- **MATERIAL SUPPLIED**

-- Opening Marker --

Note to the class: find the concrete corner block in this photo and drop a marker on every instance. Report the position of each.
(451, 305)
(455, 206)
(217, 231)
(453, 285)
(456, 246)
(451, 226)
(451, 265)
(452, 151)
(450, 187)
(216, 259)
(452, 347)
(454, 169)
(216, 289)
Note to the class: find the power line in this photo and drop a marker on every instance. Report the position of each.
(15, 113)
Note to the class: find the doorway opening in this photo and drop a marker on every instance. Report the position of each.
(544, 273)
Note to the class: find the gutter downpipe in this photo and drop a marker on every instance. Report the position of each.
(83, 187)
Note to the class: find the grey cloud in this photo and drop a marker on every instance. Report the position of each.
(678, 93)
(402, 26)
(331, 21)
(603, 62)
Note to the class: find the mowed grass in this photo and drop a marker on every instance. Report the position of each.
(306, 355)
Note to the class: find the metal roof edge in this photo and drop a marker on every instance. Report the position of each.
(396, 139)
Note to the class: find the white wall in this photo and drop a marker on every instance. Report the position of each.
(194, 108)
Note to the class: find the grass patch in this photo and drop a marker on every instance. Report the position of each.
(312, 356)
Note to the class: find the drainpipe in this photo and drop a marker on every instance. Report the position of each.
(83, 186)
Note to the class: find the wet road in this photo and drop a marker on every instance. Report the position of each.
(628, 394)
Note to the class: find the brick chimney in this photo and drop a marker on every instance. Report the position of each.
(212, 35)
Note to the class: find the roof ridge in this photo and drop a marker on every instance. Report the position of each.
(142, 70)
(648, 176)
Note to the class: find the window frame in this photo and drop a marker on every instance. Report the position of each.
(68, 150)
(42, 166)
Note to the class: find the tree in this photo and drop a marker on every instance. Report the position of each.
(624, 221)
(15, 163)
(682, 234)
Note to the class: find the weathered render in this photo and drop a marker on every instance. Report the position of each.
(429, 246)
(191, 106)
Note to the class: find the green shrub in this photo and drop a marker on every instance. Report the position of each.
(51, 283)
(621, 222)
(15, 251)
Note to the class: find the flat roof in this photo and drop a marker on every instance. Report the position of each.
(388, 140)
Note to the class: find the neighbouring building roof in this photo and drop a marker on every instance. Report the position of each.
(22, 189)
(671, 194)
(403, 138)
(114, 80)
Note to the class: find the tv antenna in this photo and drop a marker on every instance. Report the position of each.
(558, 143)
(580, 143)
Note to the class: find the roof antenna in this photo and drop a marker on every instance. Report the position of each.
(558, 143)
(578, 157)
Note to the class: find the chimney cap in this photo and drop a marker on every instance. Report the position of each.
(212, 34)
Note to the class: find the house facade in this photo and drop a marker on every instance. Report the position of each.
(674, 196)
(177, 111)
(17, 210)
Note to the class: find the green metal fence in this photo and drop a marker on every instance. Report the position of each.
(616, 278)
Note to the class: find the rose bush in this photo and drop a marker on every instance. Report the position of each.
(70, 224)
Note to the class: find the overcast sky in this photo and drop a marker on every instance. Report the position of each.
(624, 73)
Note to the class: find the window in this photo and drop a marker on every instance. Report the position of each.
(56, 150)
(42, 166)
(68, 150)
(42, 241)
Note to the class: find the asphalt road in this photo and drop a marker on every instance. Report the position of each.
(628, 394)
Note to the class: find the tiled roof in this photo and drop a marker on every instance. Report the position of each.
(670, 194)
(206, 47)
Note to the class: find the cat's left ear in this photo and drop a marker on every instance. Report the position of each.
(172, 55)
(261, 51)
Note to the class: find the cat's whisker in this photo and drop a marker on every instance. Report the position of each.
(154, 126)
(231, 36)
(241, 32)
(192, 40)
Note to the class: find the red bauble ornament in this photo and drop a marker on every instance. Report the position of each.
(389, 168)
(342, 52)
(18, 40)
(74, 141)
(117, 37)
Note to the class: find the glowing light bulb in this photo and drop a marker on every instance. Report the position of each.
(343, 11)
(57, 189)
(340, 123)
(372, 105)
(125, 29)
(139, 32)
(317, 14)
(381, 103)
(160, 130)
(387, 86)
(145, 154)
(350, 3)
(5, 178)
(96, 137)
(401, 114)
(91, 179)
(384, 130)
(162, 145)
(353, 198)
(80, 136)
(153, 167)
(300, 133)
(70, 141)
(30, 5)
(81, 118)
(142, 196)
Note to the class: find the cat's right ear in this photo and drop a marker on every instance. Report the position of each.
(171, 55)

-- Closing Marker --

From the first line to the last, please write out the entries exactly.

Note to the class: find the concrete corner block in this photo and drop a marker on every instance. Report the position of each.
(451, 305)
(455, 206)
(217, 231)
(453, 285)
(456, 246)
(451, 226)
(451, 265)
(452, 151)
(450, 187)
(216, 259)
(452, 347)
(454, 169)
(216, 289)
Note to the class: find the power line in this photo and drop a marker on every instance. Report the position of each.
(15, 113)
Note to the class: find the doorway opening in this photo and drop a marker on every instance. Report the position of each.
(544, 273)
Note to the class: find the gutter downpipe in this photo and drop a marker on every instance. Report the position of each.
(83, 187)
Note to the class: find the grey cloud in this photo and drop a marker on every instance. Report the position of each.
(678, 93)
(402, 26)
(331, 21)
(603, 62)
Note to the class: find the mowed grass in this photo and drop a marker on every instance. Report the position of each.
(306, 355)
Note to the class: find the metal roof edge in this photo and drop a marker on every instance. Report the position of each.
(396, 139)
Note to the class: find the white wall in this photo and drop a marker on every instance. Report the position of each.
(194, 108)
Note to the class: find the grass patch in this photo and drop a marker on every instance. Report the position of each.
(312, 356)
Note to the class: find the drainpipe in this photo and drop a marker on every instance. Report the position of each.
(83, 186)
Note to the class: find the wet road in this photo and drop a marker on every instance. Report the position of each.
(628, 394)
Note to the class: find the brick chimney in this photo and drop a marker on every instance. Report the position of each.
(212, 35)
Note to the class: find the roof ridge in this photo and drop a marker on every instance. Report the position of each.
(142, 70)
(648, 176)
Note to the class: find the window frame in this photo and drop a marker on every instance. Report the position of each.
(68, 150)
(42, 166)
Note to the class: find the tree in this photo and drop a marker on every instance. Report the position of each.
(624, 221)
(15, 163)
(682, 234)
Note to the class: find the weathered render in this photo and drop a marker on every instance. Report the position of each.
(429, 246)
(191, 106)
Note to the class: find the green shrub in this photo and drop a marker on every instance. Report the position of each.
(51, 283)
(621, 222)
(15, 251)
Note to the class: find the flat roof in this photo and drop a marker on every instance. Report the position of each.
(388, 140)
Note to the class: find the neighbouring building roof in this photo and drop a marker on every instance. Report the position of each.
(22, 189)
(671, 194)
(403, 138)
(114, 80)
Note to the class: find the tv antenna in this photo and drop a marker on every instance. Report the position of each.
(558, 143)
(580, 143)
Note to the class: find the roof antenna in this photo and drop a marker on every instance. Report the position of each.
(558, 143)
(578, 157)
Note to the class: find the chimney cap in this photo and drop a marker on every instance. Report the position of each.
(212, 34)
Note to the class: find the house facade in this photo and drop a marker on every instance. Report the position of each.
(674, 196)
(177, 111)
(17, 210)
Note to the class: find the green metal fence in this photo and drop a marker on every instance. Report the position of each.
(616, 278)
Note to the class: find the rose bush in this photo and drop a marker on every instance. Report the position of each.
(70, 224)
Note to the class: find the overcast sky in this photo and drop a marker on every instance. Report the position of each.
(624, 73)
Note to the class: find the window in this photo and drop a marker on every instance. Report the position of each.
(56, 150)
(42, 166)
(68, 150)
(42, 241)
Note to the class: find the asphalt road in this photo and drop a marker on every instance. Report the position of each.
(628, 394)
Note to the class: find the tiled roof in this photo and drop a marker on every instance. Report the position of each.
(670, 194)
(206, 47)
Note to the class: find the cat's left ear in this photo and drop a marker on every instance. Report the position of each.
(172, 55)
(261, 51)
Note to the class: find the cat's whisker in this photo and drop a marker on every instance. Report the position of each.
(154, 126)
(231, 36)
(241, 32)
(192, 40)
Note to the class: find the red bauble ornament in this photo and drop a marker on every instance. Report the position of each.
(389, 168)
(342, 52)
(18, 40)
(74, 141)
(117, 37)
Note to the class: find the glowing light bulb in this photo and drop a marker on every instance. Report the position of each.
(343, 11)
(57, 189)
(340, 123)
(372, 105)
(125, 29)
(139, 32)
(317, 14)
(381, 103)
(160, 130)
(387, 86)
(145, 154)
(350, 3)
(5, 178)
(96, 137)
(401, 114)
(91, 179)
(384, 130)
(162, 145)
(353, 198)
(80, 136)
(153, 167)
(300, 133)
(70, 141)
(30, 5)
(81, 118)
(142, 196)
Note to the class: find the cat's right ear in this photo and drop a marker on every instance. Report the position of each.
(171, 55)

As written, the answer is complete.